**AIM**
Find the line that contains "In this photo, where can the sunglasses". Output it and every line after it to the end of the records, exactly as they appear.

[Position annotation records]
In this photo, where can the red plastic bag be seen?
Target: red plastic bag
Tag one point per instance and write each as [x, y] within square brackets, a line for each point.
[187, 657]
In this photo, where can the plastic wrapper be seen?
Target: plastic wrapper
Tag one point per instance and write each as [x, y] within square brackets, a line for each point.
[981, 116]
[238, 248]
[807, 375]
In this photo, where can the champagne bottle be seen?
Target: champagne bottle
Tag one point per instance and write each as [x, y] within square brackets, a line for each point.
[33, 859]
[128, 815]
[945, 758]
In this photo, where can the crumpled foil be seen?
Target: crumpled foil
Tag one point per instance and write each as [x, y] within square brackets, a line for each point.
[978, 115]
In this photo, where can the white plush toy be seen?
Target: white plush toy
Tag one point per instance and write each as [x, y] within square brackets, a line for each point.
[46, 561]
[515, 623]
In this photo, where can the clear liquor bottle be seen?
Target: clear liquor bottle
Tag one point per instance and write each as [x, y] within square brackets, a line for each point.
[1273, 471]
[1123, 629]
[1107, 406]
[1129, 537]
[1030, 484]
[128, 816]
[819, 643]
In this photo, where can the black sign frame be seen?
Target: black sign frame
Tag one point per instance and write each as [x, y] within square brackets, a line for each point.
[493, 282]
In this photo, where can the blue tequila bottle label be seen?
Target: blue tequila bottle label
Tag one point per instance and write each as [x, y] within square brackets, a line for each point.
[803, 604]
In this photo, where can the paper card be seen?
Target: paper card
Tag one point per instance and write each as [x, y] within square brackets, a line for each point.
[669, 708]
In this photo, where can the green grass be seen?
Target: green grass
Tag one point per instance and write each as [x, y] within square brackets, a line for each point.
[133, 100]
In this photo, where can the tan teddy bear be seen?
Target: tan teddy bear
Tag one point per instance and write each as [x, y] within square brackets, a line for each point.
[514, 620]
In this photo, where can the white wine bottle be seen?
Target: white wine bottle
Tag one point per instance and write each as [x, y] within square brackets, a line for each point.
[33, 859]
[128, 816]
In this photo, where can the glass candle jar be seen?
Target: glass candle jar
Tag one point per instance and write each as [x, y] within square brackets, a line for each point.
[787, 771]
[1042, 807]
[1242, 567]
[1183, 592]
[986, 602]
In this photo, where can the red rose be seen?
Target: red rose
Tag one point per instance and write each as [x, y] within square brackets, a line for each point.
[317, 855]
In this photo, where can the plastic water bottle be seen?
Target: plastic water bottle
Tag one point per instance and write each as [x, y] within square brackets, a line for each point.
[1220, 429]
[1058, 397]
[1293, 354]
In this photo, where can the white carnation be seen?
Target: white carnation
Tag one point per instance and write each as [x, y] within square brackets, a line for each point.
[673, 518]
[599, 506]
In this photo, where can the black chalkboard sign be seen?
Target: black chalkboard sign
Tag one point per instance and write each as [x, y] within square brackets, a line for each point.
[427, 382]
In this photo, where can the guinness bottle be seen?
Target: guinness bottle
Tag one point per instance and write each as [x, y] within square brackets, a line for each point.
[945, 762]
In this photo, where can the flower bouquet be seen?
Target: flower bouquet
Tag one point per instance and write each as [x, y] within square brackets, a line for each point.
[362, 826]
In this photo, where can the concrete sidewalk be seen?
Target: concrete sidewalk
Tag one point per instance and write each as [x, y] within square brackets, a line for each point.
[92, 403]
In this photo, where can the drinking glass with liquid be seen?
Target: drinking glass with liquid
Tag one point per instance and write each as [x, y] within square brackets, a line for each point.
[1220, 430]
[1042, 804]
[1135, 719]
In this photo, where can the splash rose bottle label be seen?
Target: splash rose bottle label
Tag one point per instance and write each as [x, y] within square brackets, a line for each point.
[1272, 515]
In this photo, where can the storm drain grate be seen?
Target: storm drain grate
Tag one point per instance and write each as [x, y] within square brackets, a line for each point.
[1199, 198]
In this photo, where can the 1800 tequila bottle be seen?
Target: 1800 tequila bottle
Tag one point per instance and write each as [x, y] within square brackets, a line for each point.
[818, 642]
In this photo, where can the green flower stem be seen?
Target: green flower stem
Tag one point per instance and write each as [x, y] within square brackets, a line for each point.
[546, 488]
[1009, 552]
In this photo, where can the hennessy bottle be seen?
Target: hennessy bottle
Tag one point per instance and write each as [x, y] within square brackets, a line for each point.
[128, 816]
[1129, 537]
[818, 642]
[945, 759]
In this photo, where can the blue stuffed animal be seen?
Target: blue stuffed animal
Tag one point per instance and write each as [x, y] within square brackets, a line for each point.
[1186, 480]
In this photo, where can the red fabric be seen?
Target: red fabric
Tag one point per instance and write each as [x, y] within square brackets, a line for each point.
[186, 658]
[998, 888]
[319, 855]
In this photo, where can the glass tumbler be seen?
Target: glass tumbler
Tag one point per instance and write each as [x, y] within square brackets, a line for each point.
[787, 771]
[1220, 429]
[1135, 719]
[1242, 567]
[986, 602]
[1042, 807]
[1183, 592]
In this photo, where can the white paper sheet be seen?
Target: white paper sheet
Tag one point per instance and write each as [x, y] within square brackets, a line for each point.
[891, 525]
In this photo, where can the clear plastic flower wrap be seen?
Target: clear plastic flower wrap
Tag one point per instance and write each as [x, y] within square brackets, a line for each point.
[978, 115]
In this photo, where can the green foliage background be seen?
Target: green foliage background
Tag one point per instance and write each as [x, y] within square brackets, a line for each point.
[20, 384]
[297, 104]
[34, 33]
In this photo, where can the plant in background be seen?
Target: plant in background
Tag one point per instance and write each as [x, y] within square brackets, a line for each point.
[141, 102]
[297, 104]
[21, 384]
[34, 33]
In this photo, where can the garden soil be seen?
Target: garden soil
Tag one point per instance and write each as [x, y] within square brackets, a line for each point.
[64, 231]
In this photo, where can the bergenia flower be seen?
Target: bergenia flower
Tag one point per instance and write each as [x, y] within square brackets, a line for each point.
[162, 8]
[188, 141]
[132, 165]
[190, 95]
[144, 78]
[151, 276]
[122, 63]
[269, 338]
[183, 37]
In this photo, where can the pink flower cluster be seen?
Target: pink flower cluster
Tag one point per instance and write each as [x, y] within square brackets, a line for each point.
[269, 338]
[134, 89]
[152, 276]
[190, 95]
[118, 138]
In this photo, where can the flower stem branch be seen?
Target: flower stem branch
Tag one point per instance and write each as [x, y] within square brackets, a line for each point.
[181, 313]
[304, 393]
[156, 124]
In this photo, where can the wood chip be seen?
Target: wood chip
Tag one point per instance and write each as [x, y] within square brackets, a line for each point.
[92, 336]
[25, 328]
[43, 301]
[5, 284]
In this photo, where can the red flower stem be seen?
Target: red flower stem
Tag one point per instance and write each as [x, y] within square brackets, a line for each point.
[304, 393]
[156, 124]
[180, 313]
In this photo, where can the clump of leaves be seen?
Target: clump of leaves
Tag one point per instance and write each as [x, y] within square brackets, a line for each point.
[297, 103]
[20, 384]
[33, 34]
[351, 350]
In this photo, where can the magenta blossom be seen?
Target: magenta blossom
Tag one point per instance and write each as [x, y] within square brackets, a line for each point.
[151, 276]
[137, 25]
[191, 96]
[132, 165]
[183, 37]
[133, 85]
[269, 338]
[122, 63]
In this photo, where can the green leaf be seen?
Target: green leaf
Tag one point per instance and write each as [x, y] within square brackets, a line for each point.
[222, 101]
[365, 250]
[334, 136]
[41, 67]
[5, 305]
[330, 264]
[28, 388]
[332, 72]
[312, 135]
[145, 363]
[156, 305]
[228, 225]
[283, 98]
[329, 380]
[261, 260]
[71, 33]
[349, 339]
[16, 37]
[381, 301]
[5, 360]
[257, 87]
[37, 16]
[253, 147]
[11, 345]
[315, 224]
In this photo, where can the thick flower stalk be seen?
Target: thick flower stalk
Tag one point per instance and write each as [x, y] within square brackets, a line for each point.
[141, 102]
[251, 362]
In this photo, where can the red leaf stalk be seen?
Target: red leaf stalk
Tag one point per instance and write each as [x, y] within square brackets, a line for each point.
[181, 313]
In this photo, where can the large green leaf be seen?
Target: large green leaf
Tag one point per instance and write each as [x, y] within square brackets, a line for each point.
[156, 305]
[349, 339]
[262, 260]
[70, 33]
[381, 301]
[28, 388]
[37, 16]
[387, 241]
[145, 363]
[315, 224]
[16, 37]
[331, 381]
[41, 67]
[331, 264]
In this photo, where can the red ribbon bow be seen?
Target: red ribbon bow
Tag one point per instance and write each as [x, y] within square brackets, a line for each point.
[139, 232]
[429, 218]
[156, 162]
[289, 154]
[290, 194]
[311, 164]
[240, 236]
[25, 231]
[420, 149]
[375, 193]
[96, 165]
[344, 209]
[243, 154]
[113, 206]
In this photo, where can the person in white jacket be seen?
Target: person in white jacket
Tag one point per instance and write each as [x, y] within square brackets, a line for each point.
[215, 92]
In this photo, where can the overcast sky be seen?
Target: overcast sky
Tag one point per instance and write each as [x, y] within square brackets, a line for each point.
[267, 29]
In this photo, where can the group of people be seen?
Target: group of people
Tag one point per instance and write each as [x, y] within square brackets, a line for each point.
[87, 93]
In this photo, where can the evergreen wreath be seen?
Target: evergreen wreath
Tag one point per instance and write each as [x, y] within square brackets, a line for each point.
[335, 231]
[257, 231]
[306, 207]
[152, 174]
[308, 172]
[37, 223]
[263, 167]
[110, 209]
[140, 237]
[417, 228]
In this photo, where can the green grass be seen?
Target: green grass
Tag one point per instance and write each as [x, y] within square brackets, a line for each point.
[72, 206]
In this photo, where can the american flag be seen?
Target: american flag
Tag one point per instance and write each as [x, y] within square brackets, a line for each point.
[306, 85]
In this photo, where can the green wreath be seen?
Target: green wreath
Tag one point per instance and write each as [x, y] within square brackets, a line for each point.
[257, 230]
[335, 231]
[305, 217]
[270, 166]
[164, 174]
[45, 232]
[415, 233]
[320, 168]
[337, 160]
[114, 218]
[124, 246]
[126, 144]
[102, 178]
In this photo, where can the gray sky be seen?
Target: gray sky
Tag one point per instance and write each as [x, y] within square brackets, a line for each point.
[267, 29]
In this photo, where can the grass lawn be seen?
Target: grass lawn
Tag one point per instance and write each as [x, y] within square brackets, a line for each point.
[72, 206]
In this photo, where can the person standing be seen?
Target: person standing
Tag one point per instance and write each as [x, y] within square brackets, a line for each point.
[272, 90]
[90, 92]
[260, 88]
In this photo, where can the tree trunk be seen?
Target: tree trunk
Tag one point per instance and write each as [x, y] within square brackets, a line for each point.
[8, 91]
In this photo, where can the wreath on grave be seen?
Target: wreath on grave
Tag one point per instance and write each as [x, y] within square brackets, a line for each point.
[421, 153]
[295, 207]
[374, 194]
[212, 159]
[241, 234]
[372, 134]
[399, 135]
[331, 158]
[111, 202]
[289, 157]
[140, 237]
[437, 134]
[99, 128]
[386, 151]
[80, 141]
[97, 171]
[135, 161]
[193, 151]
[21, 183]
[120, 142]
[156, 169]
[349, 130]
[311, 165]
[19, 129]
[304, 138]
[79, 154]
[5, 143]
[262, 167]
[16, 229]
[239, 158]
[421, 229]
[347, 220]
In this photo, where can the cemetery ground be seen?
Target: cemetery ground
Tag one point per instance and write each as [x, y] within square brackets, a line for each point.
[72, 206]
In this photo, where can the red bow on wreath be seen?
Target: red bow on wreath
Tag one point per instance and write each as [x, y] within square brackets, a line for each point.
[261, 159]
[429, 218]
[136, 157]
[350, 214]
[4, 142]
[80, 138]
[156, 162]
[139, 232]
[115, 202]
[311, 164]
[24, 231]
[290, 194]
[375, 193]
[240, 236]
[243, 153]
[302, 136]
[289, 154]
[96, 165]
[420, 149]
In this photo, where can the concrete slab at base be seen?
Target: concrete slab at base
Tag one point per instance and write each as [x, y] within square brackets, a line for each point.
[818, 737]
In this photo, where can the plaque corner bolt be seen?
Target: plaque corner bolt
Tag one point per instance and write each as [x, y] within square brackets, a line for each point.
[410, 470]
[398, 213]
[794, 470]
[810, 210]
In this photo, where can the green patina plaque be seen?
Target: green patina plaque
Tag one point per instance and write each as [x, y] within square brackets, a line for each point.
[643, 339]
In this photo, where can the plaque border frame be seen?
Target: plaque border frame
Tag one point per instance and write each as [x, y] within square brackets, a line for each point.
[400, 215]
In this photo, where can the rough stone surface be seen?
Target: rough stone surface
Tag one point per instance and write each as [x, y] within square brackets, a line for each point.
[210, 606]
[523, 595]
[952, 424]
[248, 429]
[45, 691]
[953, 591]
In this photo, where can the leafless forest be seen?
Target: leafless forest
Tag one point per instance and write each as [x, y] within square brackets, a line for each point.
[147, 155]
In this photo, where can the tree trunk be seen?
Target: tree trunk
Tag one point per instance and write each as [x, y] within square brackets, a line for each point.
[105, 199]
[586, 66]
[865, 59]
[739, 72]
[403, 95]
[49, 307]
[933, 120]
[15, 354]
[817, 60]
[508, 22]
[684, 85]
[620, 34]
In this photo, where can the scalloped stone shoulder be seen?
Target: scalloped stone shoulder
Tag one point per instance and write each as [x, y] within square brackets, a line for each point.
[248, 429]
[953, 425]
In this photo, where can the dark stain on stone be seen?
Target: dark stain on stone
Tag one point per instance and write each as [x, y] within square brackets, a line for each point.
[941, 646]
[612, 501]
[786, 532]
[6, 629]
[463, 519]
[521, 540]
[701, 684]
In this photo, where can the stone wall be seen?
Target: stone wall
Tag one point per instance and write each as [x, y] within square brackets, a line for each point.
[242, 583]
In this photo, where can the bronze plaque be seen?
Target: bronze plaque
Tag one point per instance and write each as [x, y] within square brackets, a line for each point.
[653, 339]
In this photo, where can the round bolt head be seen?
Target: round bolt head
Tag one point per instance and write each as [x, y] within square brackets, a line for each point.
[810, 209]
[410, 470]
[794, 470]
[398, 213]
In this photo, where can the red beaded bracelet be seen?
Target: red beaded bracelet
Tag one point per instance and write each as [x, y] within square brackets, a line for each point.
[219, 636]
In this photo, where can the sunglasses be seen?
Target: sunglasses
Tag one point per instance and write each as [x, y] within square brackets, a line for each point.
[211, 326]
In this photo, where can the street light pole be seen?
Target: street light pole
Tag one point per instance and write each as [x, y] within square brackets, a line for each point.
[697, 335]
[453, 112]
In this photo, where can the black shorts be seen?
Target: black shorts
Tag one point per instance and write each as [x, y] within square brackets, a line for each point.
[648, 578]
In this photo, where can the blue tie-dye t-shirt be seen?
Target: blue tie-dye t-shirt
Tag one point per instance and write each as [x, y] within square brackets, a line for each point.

**RESULT OF THE TASK**
In this photo, where can the sunglasses be seen?
Target: sunglasses
Tag one point per instance and write each as [x, y] within square brackets, a line for each point.
[211, 326]
In this photo, where can the street light pole be seen?
Target: street light pole
Tag one point per instance and write each as [x, y] within square brackets, a line for each point.
[697, 335]
[453, 112]
In this photo, where can the black shorts be seen?
Target: black shorts
Tag one point per instance and write each as [x, y] within square brackets, a line for each point.
[648, 578]
In this photo, where can the blue tie-dye t-shirt be seen?
Target: blue tie-dye t-shirt
Tag one point per instance and write each as [x, y] within square brackets, a line for each point.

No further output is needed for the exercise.